> ENUNCIADO A
Transcreva, sem nenhuma alteração, o trecho da resenha de "Cidade de Deus" que vai de "Carisma, aliás, é" até "e traficantes arrependidos.".

"Cidade de Deus" de Paulo Lins
(Companhia das Letras, 408 páginas)
por Drex
cartasdemaracangalha.blogspot.com
13/08/2003

Depois de fechar a última das quatrocentas páginas, a palavra que me veio à cabeça foi só uma: ufa!. Cidade de Deus, o livro, é extenso, muito extenso. E eu, que não me gabo em nada da velocidade das minhas leituras, demorei muito para terminá-lo. Entre idas e vindas, com um outro livro intrometido no meio, foram quase três meses. Mas, ao final da empreitada, além da satisfação de chegar ao fim, ficou também a satisfação de ter lido algo bom. Gostei do livro, valeu a pena.

O que fica, tanto no filme quanto no livro, é o mesmo - um retrato da evolução do tráfico e da violência na favela. Sem julgamentos ou respostas fáceis, apenas um retrato. Se o filme opta por transmitir esse retrato através da intensidade do impacto, o livro escolhe um caminho mais extensivo. Possui mais algumas dezenas de personagens, torna ainda mais complexos e emaranhados os longos 20 anos de saga criminosa. Além disso, a narrativa é caudalosa, com longas descrições e cheia de detalhes. Isso tudo, lá pelo meio do livro, chega a tornar-se repetitivo. Talvez a intenção fosse mostrar como a violência se banaliza, mas o fato é que a enxurrada de trairagens, mancumunações, roubos e mortes, acaba uma hora se tornando cansativa. Mas aí (se houver um pouco de persistência, é claro...) o carisma de alguns personagens te atrai novamente, a trama embala, e você é salvo de desistir no meio do caminho.

Carisma, aliás, é coisa que não falta às personagens. Este sim é um dos pontos fortes do livro. Pela extensão, Paulo Lins consegue montar um mosaico bastante completo, explorando os mais variados tipos e figuras que, de alguma forma, se envolviam com aquela realidade. Tem de tudo ali, das mais variadas personalidades às mais variadas motivações, das diversas condições sociais aos diversos cargos dentro da organização criminosa. Desde pé-rapados e estupradores baratos, até migrantes sem sorte, travestis que se dão bem, cocotas sem preocupação e traficantes arrependidos.

É claro que nem todas essas personagens são desenvolvidas a fundo, mas todas possuem um certo colorido real. E, aos escolhidos, Paulo Lins dá um carinho especial. O carisma dos personagens principais vem, claro, da veracidade que conseguem transmitir - são cheios de vida, de vontade, de força, de ódio. Aliás, este também é um dos grandes trunfos do filme. O que faz perceber que, com todos os méritos da excelente adaptação feita pelo roteiro de Bráulio Mantovani e das atuações excepcionais dos meninos da Cidade de Deus, todos ali beberam numa excelente fonte de referências.

> REGISTROS DE ORIGEM
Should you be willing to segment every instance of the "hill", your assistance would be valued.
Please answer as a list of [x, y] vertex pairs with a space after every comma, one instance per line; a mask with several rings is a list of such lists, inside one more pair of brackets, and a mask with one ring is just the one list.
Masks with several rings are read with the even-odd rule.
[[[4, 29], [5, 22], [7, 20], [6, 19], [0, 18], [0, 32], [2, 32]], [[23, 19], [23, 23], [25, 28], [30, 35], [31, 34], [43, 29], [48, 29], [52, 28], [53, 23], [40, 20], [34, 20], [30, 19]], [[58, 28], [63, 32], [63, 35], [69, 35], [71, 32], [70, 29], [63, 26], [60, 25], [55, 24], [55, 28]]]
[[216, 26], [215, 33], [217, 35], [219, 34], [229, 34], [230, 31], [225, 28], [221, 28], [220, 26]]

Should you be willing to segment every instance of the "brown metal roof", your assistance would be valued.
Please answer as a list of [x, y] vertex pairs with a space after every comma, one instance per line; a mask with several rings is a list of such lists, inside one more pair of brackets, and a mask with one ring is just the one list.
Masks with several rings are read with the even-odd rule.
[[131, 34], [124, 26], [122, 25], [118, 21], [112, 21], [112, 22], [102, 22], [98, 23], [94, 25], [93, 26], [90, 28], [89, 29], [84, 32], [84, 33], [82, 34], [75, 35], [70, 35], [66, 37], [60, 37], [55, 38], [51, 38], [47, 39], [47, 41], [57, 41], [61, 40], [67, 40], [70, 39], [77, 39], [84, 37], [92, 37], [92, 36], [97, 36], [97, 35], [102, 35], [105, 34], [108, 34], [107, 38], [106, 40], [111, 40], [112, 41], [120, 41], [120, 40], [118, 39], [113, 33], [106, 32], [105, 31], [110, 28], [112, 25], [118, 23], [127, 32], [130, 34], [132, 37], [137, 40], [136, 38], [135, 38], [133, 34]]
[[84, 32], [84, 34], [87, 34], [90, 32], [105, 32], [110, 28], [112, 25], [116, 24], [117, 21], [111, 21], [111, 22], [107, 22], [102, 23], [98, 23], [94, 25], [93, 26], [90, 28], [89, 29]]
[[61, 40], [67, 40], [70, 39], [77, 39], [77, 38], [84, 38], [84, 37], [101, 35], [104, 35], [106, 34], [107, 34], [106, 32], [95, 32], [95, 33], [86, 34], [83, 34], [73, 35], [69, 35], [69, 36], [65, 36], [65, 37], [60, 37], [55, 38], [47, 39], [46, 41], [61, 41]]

--

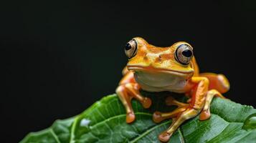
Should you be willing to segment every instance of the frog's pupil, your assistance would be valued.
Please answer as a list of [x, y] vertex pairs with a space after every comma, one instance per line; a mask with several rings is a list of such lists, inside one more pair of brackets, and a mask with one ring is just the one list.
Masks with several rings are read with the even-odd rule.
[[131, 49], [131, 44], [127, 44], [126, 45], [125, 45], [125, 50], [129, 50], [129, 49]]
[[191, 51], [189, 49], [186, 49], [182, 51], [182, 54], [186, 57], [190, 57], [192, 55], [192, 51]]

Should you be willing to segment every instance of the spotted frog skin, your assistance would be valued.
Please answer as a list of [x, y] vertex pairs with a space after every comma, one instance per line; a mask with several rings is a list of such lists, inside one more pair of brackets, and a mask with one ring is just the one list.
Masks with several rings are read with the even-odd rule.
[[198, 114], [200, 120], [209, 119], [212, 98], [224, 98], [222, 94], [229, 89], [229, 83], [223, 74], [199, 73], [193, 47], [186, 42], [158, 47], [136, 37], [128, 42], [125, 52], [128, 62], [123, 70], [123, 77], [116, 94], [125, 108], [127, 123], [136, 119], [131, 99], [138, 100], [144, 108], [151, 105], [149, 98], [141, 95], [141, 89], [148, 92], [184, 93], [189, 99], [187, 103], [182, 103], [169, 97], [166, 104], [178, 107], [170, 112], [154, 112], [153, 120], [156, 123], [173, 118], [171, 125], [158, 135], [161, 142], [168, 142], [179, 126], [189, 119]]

==

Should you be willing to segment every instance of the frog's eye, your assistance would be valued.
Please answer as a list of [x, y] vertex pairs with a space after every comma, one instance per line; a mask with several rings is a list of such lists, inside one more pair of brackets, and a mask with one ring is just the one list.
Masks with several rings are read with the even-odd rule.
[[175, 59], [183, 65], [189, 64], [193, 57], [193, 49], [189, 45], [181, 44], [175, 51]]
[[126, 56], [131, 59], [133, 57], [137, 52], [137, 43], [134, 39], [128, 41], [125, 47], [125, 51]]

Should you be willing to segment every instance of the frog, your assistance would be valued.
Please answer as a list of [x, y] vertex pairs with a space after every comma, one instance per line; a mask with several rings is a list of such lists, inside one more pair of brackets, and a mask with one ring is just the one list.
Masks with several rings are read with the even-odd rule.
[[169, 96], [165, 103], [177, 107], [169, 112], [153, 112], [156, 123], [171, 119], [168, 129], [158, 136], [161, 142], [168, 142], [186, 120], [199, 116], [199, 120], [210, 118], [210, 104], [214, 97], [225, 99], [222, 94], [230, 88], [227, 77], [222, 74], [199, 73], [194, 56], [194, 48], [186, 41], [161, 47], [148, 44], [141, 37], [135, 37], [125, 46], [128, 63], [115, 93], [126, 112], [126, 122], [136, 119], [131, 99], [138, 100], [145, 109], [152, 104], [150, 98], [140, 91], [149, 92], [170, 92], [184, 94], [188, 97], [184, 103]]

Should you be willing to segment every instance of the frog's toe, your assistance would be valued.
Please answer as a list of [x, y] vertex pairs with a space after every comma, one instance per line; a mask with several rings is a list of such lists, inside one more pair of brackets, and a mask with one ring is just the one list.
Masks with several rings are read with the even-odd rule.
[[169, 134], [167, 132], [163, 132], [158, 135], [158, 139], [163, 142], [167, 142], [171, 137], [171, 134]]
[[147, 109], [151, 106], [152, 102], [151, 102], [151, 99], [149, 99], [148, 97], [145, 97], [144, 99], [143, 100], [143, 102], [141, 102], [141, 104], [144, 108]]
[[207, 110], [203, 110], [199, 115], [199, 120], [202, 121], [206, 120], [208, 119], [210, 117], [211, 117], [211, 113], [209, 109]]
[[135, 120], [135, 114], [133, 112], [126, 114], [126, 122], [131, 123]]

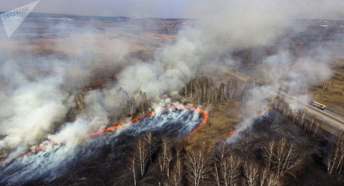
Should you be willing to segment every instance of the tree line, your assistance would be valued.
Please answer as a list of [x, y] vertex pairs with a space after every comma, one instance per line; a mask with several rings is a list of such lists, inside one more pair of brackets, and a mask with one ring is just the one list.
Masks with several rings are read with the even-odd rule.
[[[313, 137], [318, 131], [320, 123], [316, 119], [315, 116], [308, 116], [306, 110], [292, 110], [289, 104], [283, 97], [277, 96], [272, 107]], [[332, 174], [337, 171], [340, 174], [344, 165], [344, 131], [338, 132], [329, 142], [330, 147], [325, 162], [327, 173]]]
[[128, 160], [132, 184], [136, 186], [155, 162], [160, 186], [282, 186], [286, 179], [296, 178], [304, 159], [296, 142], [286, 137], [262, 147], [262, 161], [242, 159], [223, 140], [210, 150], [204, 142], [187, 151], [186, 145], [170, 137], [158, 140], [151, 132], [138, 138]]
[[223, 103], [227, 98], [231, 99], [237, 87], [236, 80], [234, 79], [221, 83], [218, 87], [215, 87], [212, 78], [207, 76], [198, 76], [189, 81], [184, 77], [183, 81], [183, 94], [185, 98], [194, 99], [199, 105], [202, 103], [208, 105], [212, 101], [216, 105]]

> ENUNCIADO B
Extraia dos registros todas as linhas que contêm a palavra "frog", diferenciando maiúsculas de minúsculas.

> RESPOSTA CORRETA A
Carisma, aliás, é coisa que não falta às personagens. Este sim é um dos pontos fortes do livro. Pela extensão, Paulo Lins consegue montar um mosaico bastante completo, explorando os mais variados tipos e figuras que, de alguma forma, se envolviam com aquela realidade. Tem de tudo ali, das mais variadas personalidades às mais variadas motivações, das diversas condições sociais aos diversos cargos dentro da organização criminosa. Desde pé-rapados e estupradores baratos, até migrantes sem sorte, travestis que se dão bem, cocotas sem preocupação e traficantes arrependidos.

> RESPOSTA CORRETA B
Should you be willing to segment every instance of the frog's pupil, your assistance would be valued.
Should you be willing to segment every instance of the spotted frog skin, your assistance would be valued.
Should you be willing to segment every instance of the frog's eye, your assistance would be valued.
Should you be willing to segment every instance of the frog, your assistance would be valued.
Should you be willing to segment every instance of the frog's toe, your assistance would be valued.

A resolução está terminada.